* EXERCISE
Retype the data below exactly, skipping pictures.

* STUDY MATERIAL
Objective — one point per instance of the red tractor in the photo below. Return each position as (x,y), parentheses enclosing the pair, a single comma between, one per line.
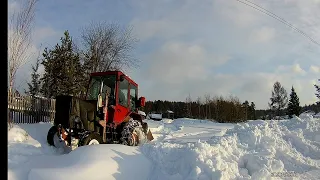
(108,114)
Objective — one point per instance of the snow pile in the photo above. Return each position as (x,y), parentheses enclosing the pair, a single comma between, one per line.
(182,149)
(30,157)
(16,134)
(253,150)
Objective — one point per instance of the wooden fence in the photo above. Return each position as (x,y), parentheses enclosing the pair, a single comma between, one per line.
(28,109)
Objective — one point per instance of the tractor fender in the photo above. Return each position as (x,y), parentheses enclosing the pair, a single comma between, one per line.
(83,136)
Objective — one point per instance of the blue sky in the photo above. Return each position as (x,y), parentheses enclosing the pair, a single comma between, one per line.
(216,47)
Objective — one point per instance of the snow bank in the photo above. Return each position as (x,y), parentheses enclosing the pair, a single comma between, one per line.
(183,149)
(16,134)
(253,150)
(93,162)
(30,157)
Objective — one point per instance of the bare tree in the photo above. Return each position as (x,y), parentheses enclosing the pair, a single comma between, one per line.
(279,98)
(19,37)
(107,47)
(207,102)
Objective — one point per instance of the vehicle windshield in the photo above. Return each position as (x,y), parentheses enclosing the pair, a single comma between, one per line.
(95,85)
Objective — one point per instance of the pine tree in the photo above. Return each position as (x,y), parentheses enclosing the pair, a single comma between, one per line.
(252,111)
(294,104)
(318,91)
(279,98)
(34,85)
(63,71)
(246,109)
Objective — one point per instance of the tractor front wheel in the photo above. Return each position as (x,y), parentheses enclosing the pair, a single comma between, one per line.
(92,139)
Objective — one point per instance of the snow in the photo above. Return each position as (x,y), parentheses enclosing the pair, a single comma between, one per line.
(142,113)
(155,116)
(182,149)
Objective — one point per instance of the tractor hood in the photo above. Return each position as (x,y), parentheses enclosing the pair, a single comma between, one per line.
(69,107)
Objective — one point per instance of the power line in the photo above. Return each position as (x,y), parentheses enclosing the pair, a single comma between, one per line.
(283,21)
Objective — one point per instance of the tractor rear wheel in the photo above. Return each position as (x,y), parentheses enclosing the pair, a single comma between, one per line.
(51,133)
(92,139)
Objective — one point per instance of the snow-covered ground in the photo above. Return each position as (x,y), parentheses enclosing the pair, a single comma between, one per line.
(182,149)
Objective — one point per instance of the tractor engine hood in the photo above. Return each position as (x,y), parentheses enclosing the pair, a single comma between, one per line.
(68,108)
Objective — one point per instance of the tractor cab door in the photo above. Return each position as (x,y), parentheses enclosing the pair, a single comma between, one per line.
(122,110)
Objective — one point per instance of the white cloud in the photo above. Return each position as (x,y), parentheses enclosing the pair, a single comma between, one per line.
(263,35)
(228,29)
(177,62)
(315,69)
(296,68)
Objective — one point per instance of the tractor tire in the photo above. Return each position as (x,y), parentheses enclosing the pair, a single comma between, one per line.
(51,133)
(92,139)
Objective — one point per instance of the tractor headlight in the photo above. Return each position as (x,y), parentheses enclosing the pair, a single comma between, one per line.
(77,119)
(77,122)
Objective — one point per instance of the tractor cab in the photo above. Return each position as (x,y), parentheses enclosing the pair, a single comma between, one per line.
(122,94)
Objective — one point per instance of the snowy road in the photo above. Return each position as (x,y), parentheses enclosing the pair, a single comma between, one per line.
(182,149)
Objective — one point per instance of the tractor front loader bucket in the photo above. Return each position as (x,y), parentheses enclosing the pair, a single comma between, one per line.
(149,136)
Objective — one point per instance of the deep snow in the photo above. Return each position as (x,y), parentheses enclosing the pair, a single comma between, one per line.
(182,149)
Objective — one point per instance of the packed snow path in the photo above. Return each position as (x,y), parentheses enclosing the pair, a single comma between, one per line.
(182,149)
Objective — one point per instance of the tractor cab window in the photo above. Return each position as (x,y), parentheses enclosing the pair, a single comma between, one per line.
(123,92)
(133,96)
(95,86)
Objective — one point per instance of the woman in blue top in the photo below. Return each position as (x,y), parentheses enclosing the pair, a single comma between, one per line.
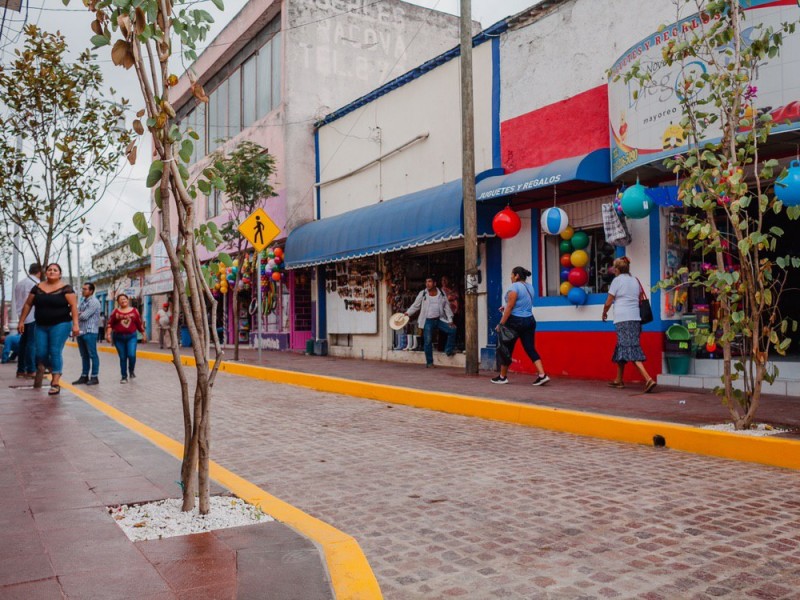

* RESULT
Objective — one point per instance of the red tractor in the photo below. Return each position as (x,y), parentheses enclosing the pair, a single comma between, one per line.
(108,114)
Objective — one point per instance of the snow pile in the photo above. Return each position as (x,y), parentheses enclosing the pair, a single comma between, one per line.
(182,149)
(30,157)
(16,134)
(253,150)
Objective — one point per instance of the wooden fence in the photo above. Return each position as (x,y), parentheses enclosing the pair, a single comma between, one per line.
(28,109)
Objective — one point per instance of the tractor fender in the photo above. Return each position as (x,y), parentheses enclosing the pair, a single comma between, one per line.
(83,136)
Objective — one point per instance of the blue sky in the photo above. Return each position as (x,y), parentheses enclosing the pair, a single comma between, one per line.
(216,47)
Objective — one point per instance of the snow bank in the photo above. Return each position as (x,y), parentheses enclosing the pair, a single comma between, one per line.
(183,149)
(16,134)
(253,150)
(93,162)
(30,157)
Objective — one point per instance of the bare tree in the photo above. Return each position as (x,y), parentheses enclosing the pair, a single comma between, one per line.
(279,98)
(19,37)
(107,47)
(207,102)
Objective — one point per instance of the vehicle windshield in the photo above. Return each position as (x,y), parentheses enclosing the pair, a single comma between, one per line.
(95,85)
Objective — one point per instance of the pine tree in the photo above. Return each position as (x,y), parentheses enclosing the pair, a single comma between, one per line.
(252,111)
(294,104)
(318,91)
(279,98)
(34,85)
(63,71)
(246,109)
Objective — one point per instance of the tractor front wheel in the photo above. Return each position as (x,y), parentheses enclosing the pair, a single comma between, one per line.
(92,139)
Objective — one point per instance of the snow in the photo above. Return each position as (x,y), parentheses enclosing the pair, a single comma between, one per line.
(142,113)
(155,116)
(182,149)
Objective — one point per instance of the tractor hood in the photo above. Return each position as (x,y), parentheses enclosing the pair, a single comma between, one per line.
(69,107)
Objective — one point per instance of the power line in the photo above. Return each position as (x,y), parentheses enclosing the pair, a single comma between, one per line.
(283,21)
Objective — one point per instance of the tractor rear wheel in the photo above. Return each position as (x,y), parentheses enclosing the pair, a single comma between, one per line.
(51,133)
(92,139)
Objective — one point per instance of the snow-covered ground in the photo above. Return each position as (x,y), parentheses enclosing the pair, a single comma between, one per line.
(182,149)
Objective — one point per instance of the tractor engine hood in the photo above. Return each position as (x,y), parentheses enclosing the pair, a single comma between, one per line.
(68,108)
Objective — one point per instance of the tractor cab door in the photo above. Return each position as (x,y), parentheses enclosing the pair, a single comma between, one per line.
(122,110)
Objective — one point per instance of the white cloud in the photo above. Return each position as (x,y), parentheses enclosing the pair, a single comma between, one per line.
(263,35)
(228,29)
(177,62)
(315,69)
(296,68)
Objective — one point per instance of the tractor tire in the photo above. Return each position as (x,y), parentheses enclosing the pair, a single comma between, one per line.
(51,133)
(92,139)
Objective — one point per instance of the tractor headlight in the photo above. Return each position as (x,y), parentheses enclosing the pair, a single comma between, one per line.
(77,119)
(77,122)
Objective — one point per instance of the tractor cab in the photo above. Return each position as (x,y), parentheses enclosing the pair, a single comma between, one per line.
(122,94)
Objective — one point per instance of the snowy road in the photo above. Return each position as (x,y), parentheses enclosing the pair, a single comma between, one per line.
(182,149)
Objective — one point per instance of the tractor front loader bucket in the photo above. Return each position as (x,y), parentheses enclosing the pair, a single comma between, one per line.
(149,136)
Objective — one point per instance of the deep snow in the photo above. Return each position as (x,y), parentheses enclosing the pair, a single comma between, one per line.
(182,149)
Objective — one point per instance of the packed snow path in the photo above. Return each position as (x,y), parentheses enclosing the pair, a single comma between, one per line.
(182,149)
Objective — one point per instance of the tractor cab window in the photo above. Return each position as (x,y), parentheses enclosing the pair, a single comma between, one per line.
(123,92)
(133,96)
(95,86)
Objective — one point per instance of the woman in blue top in the photo below. Return each position as (x,y), parentheses enclosing the pair, a single comma between, one per line.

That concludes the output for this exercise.